[Dataset excerpt]
____________
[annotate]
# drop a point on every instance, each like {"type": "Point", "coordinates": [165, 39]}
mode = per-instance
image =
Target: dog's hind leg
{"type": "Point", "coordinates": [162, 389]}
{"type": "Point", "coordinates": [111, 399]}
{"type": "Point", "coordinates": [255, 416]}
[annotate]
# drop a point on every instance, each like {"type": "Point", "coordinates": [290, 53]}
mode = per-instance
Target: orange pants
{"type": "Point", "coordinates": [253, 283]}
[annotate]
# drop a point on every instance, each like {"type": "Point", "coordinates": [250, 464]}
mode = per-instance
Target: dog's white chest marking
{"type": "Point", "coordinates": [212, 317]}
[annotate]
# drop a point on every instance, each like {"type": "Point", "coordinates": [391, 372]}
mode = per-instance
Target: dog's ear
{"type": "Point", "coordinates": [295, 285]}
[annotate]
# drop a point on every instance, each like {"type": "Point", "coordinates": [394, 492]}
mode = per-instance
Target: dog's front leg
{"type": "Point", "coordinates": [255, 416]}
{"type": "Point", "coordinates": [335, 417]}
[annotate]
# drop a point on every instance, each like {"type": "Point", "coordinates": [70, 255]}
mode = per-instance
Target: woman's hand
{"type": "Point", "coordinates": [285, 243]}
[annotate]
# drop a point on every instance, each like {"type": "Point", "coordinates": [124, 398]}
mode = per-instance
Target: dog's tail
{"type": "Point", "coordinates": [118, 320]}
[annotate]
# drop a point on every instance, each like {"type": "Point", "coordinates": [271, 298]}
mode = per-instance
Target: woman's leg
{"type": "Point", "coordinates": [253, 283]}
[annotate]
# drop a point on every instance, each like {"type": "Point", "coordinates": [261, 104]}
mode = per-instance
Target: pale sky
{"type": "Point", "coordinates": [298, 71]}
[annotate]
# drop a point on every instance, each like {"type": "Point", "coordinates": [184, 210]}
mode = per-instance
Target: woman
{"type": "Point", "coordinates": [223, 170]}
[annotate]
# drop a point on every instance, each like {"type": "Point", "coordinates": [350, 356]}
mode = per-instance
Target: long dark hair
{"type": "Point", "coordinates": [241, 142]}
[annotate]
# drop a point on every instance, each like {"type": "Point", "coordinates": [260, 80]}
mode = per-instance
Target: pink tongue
____________
**Goal:**
All of the entries must be written out exactly as they stand.

**Solution to this problem:**
[annotate]
# drop a point on every instance, each like {"type": "Point", "coordinates": [165, 39]}
mode = per-instance
image =
Target: dog's hind leg
{"type": "Point", "coordinates": [162, 389]}
{"type": "Point", "coordinates": [111, 399]}
{"type": "Point", "coordinates": [255, 416]}
[annotate]
# drop a point on every instance, each like {"type": "Point", "coordinates": [290, 53]}
mode = per-instance
Target: orange pants
{"type": "Point", "coordinates": [253, 283]}
[annotate]
# drop a point on every instance, each like {"type": "Point", "coordinates": [250, 464]}
mode = per-instance
Target: dog's white chest marking
{"type": "Point", "coordinates": [212, 317]}
[annotate]
# drop a point on every instance, each like {"type": "Point", "coordinates": [391, 372]}
mode = per-instance
Target: dog's ear
{"type": "Point", "coordinates": [295, 285]}
[annotate]
# drop a point on every instance, each like {"type": "Point", "coordinates": [394, 492]}
mode = per-instance
Target: dog's front leg
{"type": "Point", "coordinates": [255, 416]}
{"type": "Point", "coordinates": [335, 417]}
[annotate]
# drop a point on every instance, each like {"type": "Point", "coordinates": [70, 255]}
mode = per-instance
Target: woman's hand
{"type": "Point", "coordinates": [285, 243]}
[annotate]
# drop a point on every instance, each like {"type": "Point", "coordinates": [124, 398]}
mode = per-instance
Target: dog's tail
{"type": "Point", "coordinates": [118, 320]}
[annotate]
# drop a point on every instance, each like {"type": "Point", "coordinates": [271, 298]}
mode = per-instance
Target: woman's leg
{"type": "Point", "coordinates": [253, 283]}
[annotate]
# drop a point on every instance, each like {"type": "Point", "coordinates": [261, 104]}
mode = per-instance
Target: pale sky
{"type": "Point", "coordinates": [298, 71]}
[annotate]
# drop a point on every instance, each like {"type": "Point", "coordinates": [184, 210]}
mode = per-instance
Target: woman
{"type": "Point", "coordinates": [223, 170]}
[annotate]
# drop a point on every instance, each like {"type": "Point", "coordinates": [350, 356]}
mode = per-instance
Target: long dark hair
{"type": "Point", "coordinates": [241, 142]}
[annotate]
# drop a point on every instance, each like {"type": "Point", "coordinates": [260, 80]}
mode = per-instance
Target: pink tongue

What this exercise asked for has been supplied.